Begin

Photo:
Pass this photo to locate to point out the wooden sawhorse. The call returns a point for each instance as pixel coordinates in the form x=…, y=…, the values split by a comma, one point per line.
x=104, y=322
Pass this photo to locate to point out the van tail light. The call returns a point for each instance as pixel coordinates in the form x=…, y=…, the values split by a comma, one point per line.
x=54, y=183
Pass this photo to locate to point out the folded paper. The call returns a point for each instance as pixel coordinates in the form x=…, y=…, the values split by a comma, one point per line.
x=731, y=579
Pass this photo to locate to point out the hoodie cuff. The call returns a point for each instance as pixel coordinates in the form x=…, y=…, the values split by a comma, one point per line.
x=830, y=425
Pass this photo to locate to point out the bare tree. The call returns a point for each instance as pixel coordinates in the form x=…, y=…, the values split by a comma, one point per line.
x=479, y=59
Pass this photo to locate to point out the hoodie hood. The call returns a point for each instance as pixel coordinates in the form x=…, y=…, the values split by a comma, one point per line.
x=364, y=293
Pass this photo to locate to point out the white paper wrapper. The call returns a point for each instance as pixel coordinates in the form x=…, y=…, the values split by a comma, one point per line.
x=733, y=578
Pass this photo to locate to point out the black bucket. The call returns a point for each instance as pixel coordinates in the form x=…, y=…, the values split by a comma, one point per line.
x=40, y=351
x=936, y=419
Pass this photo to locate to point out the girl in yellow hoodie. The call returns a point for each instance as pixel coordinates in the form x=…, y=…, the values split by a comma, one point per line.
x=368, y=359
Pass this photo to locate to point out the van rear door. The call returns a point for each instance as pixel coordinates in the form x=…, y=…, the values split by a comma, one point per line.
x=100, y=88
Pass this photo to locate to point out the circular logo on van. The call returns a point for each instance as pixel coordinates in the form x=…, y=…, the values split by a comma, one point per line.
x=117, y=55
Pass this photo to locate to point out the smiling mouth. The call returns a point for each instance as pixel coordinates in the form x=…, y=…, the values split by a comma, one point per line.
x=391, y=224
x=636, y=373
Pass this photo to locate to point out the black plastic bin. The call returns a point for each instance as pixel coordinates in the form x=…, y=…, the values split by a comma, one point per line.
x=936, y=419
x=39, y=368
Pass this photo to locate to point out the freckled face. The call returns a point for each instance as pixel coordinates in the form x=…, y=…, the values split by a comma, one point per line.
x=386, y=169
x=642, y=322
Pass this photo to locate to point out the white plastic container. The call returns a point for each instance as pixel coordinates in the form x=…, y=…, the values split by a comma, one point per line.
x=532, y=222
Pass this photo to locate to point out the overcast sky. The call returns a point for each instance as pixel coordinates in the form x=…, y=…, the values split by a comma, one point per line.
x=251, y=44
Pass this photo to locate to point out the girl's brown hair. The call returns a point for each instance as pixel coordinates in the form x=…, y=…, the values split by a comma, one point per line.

End

Work to be completed => Reproduce the listing from its first line through the line containing "x=104, y=322", keeping the requests and offsetting every x and y coordinate in the answers by 51.

Solution below =>
Photo:
Pass this photo to locate to point out the wooden sawhorse. The call returns a point for each instance as pixel coordinates in the form x=…, y=…, the values split by a comma, one point per line.
x=155, y=373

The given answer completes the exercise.